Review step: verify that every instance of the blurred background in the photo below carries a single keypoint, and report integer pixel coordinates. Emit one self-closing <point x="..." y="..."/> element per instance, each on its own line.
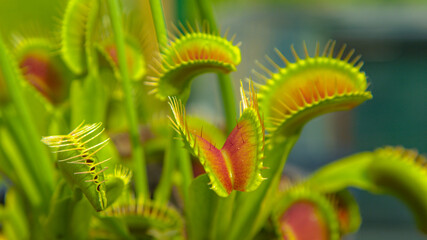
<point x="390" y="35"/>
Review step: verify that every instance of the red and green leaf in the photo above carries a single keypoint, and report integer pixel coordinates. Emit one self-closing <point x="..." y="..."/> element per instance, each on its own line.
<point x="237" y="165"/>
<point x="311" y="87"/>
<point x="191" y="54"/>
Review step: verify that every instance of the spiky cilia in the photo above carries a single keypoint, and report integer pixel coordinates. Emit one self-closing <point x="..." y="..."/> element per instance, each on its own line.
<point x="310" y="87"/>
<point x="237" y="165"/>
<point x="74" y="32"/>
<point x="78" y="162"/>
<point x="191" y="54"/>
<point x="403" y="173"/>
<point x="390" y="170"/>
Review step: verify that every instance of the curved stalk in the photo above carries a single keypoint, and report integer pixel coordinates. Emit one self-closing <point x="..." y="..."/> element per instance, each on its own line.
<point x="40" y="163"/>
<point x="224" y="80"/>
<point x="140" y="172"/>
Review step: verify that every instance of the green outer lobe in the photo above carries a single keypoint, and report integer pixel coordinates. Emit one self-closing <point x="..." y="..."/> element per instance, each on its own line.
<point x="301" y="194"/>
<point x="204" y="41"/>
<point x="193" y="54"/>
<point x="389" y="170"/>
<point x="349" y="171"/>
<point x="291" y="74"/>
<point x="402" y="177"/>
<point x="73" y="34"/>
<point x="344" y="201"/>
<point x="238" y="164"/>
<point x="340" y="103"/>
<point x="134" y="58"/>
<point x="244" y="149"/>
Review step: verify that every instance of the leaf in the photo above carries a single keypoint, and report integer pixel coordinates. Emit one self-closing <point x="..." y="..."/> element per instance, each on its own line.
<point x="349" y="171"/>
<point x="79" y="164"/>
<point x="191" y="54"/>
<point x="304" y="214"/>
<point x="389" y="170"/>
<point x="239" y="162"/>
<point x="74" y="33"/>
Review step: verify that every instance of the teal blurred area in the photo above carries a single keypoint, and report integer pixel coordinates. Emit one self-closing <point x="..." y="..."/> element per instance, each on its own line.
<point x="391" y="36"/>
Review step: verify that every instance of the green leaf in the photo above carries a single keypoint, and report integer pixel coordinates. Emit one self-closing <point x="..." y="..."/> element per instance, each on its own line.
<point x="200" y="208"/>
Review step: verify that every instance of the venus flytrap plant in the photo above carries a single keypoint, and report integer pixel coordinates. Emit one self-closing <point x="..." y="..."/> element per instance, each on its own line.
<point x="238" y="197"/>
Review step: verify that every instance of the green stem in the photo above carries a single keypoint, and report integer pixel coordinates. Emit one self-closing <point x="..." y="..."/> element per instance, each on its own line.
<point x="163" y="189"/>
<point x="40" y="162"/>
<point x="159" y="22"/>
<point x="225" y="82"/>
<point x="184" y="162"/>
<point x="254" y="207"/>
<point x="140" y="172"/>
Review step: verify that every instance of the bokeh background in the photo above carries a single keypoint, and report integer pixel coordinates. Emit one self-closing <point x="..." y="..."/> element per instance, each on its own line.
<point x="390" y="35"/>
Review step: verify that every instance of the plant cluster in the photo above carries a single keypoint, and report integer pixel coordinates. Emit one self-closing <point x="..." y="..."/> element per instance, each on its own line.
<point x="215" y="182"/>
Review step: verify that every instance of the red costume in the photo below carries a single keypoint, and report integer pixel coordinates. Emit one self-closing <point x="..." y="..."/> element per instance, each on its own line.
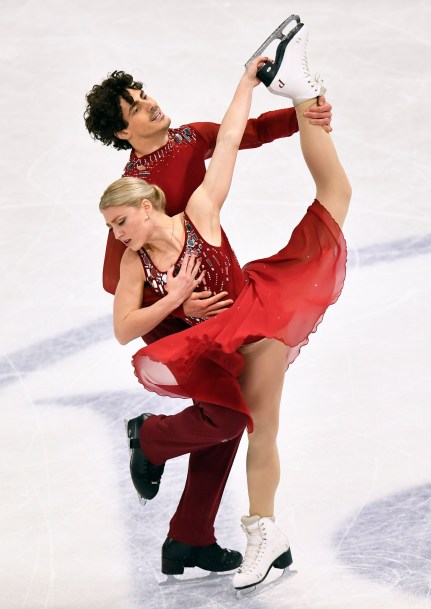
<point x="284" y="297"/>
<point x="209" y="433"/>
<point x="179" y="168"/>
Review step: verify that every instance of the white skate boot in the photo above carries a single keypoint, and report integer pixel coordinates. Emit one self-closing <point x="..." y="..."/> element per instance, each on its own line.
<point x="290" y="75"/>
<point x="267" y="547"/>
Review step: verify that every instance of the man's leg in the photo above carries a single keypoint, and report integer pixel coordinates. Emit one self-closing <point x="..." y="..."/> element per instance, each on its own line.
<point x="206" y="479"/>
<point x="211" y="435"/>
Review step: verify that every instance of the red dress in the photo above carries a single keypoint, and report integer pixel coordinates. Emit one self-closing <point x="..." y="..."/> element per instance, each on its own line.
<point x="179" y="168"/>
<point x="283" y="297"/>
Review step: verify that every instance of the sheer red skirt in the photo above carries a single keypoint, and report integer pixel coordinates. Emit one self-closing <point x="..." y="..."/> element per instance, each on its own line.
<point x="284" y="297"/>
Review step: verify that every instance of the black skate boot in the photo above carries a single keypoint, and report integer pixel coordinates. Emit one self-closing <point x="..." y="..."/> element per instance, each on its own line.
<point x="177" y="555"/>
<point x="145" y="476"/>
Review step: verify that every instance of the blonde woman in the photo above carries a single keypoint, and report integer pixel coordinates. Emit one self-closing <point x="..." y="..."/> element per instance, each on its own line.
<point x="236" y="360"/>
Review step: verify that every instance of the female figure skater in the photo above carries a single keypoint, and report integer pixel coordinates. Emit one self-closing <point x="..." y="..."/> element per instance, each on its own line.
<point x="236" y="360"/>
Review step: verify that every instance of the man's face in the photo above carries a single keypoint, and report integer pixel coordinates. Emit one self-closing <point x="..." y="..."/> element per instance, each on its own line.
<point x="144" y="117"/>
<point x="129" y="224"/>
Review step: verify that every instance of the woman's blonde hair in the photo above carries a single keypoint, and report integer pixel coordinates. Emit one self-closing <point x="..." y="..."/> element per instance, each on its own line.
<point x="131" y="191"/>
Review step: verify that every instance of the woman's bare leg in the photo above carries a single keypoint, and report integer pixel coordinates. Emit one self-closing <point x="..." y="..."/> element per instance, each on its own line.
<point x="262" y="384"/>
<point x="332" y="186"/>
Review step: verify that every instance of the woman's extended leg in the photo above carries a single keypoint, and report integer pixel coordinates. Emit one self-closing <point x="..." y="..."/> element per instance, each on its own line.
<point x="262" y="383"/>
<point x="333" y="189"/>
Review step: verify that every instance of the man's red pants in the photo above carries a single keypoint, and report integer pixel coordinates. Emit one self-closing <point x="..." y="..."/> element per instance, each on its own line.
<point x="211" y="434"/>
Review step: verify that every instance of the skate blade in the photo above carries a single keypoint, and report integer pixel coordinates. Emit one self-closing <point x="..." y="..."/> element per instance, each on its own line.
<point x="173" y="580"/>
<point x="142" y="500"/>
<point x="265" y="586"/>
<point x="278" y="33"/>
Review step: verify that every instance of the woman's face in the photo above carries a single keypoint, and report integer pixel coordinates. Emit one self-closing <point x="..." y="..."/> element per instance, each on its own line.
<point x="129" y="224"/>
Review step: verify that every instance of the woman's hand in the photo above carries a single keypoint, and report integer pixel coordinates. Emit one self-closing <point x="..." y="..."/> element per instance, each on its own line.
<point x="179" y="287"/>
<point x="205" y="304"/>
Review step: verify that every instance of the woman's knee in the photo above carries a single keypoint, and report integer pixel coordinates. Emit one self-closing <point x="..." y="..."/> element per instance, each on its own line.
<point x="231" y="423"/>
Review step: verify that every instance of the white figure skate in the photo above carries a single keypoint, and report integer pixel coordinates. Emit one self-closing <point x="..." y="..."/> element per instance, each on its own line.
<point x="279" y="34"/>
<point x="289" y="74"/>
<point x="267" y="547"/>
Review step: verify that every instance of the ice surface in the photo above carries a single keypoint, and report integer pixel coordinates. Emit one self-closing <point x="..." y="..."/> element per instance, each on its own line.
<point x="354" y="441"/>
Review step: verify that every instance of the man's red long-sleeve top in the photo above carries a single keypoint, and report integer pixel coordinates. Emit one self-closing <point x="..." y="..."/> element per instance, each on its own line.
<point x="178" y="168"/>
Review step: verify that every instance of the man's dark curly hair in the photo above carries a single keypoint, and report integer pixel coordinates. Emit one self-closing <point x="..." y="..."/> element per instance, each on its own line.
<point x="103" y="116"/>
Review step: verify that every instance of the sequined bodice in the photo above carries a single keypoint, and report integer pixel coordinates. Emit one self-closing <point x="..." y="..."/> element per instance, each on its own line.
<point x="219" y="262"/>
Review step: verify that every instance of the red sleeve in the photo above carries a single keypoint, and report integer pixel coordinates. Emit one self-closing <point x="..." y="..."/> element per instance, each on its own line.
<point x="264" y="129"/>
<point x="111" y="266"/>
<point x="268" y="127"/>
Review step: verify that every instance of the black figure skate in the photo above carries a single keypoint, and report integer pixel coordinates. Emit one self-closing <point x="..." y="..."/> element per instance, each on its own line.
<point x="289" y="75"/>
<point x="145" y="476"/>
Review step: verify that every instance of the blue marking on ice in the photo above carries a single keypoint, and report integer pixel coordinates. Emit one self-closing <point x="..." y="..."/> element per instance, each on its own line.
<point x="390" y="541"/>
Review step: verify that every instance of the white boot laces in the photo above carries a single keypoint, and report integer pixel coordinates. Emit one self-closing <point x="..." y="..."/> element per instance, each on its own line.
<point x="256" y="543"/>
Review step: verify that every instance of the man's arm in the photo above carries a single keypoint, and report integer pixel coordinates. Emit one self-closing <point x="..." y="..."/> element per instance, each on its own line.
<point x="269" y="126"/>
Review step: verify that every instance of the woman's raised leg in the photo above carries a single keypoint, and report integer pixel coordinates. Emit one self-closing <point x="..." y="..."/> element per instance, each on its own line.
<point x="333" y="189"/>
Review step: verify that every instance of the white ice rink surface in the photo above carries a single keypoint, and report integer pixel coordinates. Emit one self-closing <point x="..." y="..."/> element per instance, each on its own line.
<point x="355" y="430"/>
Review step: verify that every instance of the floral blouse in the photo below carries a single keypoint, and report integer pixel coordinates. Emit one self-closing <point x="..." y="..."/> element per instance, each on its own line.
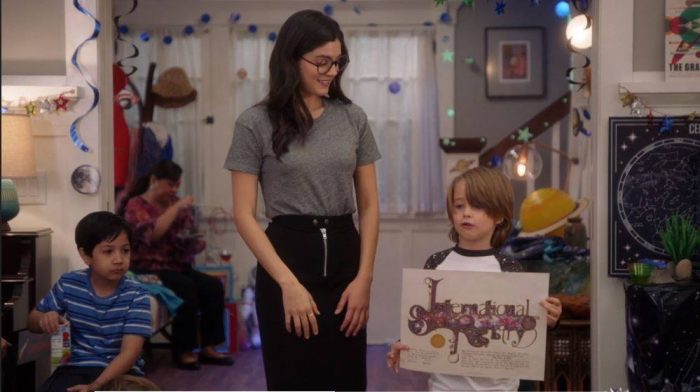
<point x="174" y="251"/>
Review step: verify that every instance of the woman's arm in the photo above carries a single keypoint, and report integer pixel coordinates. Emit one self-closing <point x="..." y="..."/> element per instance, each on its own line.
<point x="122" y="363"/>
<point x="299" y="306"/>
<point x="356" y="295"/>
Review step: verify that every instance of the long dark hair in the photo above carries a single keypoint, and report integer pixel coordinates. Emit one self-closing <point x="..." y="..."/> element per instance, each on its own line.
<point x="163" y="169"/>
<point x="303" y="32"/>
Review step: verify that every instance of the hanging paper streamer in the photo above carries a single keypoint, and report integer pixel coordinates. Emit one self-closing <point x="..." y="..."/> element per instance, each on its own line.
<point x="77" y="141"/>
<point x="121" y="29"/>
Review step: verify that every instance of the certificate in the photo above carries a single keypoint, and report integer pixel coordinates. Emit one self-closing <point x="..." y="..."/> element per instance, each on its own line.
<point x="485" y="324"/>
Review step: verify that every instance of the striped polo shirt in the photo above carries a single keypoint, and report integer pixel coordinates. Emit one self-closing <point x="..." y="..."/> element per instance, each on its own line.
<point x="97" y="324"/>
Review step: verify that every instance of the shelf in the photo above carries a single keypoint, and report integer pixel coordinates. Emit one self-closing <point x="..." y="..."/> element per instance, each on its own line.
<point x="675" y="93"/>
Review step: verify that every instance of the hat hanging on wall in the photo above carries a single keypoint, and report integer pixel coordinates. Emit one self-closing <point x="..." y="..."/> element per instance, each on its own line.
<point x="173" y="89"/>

WHAT IS ASKED -> Please reproduce, unchanged, the stretch of the records from the line containing "Review step: verify that every instance of the hat" through the end of the records.

FULL ANSWER ->
Review step: verify that every instance of the hat hanging on wall in the photo above carries a single keypoint, and report integer pixel coordinates. Emit one self-closing <point x="..." y="..."/> element per instance, each on its own line.
<point x="173" y="89"/>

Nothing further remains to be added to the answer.